::: Passage :::

# Newby questions



## DeliveryMan (Mar 1, 2018)

Please excuse my questions on this forum if they seem too elementary to you guys.

I have been reading the forum for a while to get bearings on my first lawn (lived in NYC for a while and now live in Raleigh, NC)..

We have a new contruction house with "Tiftuf" Bermuda in the front and back -- I am really excited to mow and take care of a lawn for the family (two boys are 4 and 2yo and love being outside) for my first time, but am a bit intimidated and don't want to destroy it on my first spring/summer on it..

I got a used TruCut mower on craigslist for $300 and had a tractor supply place not far from me sharpen the reel -- it looks good and seems to run fine..

My questions really revolve around "scalping" -- it makes me really nervous about cutting it so low (I think one poster said they almost cut it down to the dirt) before the lawn seems to be growing at all.. So how low do you really go with this "scalping" before you damage the lawn and its just dirt..

2nd -- on the TruCut there are no markings for me to check the heights of cut on the height adjuster -- because I got it used, I don't have a manual and trying to download one from the TruCut website is pretty tough. There is a mention of a "high setting" and "low setting" but I figure out which one it is set on.

Any help is much appreciated.


----------



## Ware (Jan 28, 2017)

DeliveryMan said:


> Please excuse my questions on this forum if they seem too elementary to you guys...


Welcome to TLF! And don't worry one bit - we all start somewhere! :thumbup:


----------



## Ware (Jan 28, 2017)

DeliveryMan said:


> My questions really revolve around "scalping" -- it makes me really nervous about cutting it so low (I think one poster said they almost cut it down to the dirt) before the lawn seems to be growing at all.. So how low do you really go with this "scalping" before you damage the lawn and its just dirt..

::: Given material :::

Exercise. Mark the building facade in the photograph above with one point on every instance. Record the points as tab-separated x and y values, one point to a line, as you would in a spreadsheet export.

:::

§ **Set task**
In the lawn-care thread, why can't DeliveryMan tell what cutting height the TruCut mower is set to?

§ **Response to this task**
The height adjuster has no markings to check. DeliveryMan bought the mower used, so there is no manual, and downloading one from the TruCut website is pretty tough.